Reproduce the following records exactly from the line containing "Indicate every instance of the blue t-shirt" onward, ending with the last line and including it.

Data to process:
# # #

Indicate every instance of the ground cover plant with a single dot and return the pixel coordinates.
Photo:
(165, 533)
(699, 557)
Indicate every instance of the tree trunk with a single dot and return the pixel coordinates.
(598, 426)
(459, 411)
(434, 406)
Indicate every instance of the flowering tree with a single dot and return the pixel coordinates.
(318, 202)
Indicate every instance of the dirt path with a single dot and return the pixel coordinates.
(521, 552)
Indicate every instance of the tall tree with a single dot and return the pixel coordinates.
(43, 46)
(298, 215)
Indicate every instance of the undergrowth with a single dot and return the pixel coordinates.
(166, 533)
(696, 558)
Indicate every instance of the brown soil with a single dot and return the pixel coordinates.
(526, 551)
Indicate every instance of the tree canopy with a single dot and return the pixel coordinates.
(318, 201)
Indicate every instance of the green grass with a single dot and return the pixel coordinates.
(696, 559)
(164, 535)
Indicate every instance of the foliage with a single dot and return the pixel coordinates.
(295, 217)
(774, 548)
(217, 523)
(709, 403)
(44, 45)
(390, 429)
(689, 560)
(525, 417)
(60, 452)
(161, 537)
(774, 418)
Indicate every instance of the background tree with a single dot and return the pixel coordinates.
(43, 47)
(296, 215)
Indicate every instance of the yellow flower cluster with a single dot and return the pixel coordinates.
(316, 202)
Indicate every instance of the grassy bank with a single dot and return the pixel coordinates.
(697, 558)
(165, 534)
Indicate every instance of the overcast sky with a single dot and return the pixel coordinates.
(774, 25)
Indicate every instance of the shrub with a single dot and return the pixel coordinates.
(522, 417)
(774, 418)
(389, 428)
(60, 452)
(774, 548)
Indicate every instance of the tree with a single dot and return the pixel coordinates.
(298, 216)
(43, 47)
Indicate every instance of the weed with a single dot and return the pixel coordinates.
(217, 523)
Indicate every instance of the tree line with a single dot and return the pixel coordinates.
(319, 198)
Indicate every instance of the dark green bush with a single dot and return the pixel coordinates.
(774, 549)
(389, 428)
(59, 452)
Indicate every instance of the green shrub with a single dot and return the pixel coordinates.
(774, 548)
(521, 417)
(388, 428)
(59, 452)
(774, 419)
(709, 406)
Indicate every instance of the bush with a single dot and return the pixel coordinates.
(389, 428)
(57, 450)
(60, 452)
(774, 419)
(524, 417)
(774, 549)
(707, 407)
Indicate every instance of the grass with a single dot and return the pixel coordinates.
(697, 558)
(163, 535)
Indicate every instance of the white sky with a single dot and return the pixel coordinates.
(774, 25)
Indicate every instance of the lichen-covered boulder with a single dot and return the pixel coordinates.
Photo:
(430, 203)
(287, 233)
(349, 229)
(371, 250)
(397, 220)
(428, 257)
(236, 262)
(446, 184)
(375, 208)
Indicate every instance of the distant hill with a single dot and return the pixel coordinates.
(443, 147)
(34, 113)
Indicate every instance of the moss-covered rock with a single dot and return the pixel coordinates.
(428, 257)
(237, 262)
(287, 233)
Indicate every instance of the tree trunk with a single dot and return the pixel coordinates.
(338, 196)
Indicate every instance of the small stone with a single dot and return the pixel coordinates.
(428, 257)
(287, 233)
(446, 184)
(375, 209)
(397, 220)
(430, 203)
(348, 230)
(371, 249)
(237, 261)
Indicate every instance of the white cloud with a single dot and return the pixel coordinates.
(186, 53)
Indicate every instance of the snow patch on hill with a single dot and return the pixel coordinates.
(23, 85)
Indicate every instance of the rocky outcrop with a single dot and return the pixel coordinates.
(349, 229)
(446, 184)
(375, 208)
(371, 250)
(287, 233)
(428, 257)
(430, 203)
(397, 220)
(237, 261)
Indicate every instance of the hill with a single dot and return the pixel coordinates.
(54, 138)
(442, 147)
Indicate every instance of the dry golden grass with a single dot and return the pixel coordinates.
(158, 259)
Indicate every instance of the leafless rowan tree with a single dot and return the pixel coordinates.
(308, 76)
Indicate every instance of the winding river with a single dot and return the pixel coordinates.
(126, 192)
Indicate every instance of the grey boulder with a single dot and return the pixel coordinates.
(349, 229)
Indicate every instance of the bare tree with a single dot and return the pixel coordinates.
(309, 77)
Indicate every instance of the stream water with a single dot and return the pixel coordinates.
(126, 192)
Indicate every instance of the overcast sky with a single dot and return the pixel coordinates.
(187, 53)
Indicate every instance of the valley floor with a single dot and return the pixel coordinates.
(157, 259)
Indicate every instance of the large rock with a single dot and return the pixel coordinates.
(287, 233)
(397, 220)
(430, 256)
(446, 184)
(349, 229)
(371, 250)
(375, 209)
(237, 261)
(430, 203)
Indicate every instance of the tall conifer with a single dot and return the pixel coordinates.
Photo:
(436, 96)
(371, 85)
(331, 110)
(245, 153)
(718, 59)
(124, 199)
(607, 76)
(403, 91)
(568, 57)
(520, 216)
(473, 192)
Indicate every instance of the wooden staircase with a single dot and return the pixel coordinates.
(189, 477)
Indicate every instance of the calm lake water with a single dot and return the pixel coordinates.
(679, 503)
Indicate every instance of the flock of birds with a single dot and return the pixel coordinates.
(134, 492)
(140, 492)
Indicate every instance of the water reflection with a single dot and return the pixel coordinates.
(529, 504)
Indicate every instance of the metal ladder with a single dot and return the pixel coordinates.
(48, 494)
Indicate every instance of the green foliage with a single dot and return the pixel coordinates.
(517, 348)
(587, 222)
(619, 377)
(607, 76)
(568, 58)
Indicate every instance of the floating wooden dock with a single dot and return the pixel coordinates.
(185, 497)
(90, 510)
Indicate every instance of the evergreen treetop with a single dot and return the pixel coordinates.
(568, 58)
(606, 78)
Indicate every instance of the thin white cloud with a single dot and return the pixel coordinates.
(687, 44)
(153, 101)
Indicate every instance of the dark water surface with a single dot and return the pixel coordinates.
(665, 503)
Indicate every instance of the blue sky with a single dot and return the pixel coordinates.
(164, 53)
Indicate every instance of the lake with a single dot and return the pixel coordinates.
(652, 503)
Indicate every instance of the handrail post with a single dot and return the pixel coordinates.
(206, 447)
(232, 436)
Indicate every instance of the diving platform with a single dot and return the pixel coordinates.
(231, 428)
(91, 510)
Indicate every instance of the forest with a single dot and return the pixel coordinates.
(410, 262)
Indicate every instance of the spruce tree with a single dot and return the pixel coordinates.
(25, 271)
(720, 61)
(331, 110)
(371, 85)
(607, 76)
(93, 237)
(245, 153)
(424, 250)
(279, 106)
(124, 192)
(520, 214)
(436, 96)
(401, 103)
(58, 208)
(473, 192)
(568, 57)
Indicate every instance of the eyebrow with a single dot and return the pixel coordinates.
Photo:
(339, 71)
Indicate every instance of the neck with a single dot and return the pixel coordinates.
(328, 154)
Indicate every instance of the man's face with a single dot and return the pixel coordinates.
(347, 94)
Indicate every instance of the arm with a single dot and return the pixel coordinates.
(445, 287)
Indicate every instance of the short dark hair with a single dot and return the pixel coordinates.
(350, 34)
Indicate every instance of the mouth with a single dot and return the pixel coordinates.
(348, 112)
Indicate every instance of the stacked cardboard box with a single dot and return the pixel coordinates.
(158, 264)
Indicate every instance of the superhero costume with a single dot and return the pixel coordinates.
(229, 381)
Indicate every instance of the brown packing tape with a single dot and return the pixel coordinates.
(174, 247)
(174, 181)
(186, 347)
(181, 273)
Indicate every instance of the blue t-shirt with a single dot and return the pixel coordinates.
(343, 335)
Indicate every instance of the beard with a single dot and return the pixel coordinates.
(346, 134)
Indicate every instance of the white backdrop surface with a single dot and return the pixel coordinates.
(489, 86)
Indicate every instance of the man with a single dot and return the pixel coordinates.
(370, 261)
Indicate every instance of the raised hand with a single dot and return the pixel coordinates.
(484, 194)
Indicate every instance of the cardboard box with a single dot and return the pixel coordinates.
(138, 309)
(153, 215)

# # #

Response to the exercise:
Indicate every instance of the blue t-shirt with a single dot and return the pixel coordinates.
(343, 335)
Indicate every instance of the beard with a single dot and return the pixel coordinates.
(346, 134)
Indicate every instance of the white backdrop surface with a single dot and return the pixel coordinates.
(489, 86)
Indicate every instance of the man with a single dot and return the pixel coordinates.
(370, 261)
Indicate every instance of the raised hand with a single dot and return the pixel coordinates.
(484, 194)
Indicate every instance of the cardboard box with a single dot and return the pixel coordinates.
(138, 309)
(153, 215)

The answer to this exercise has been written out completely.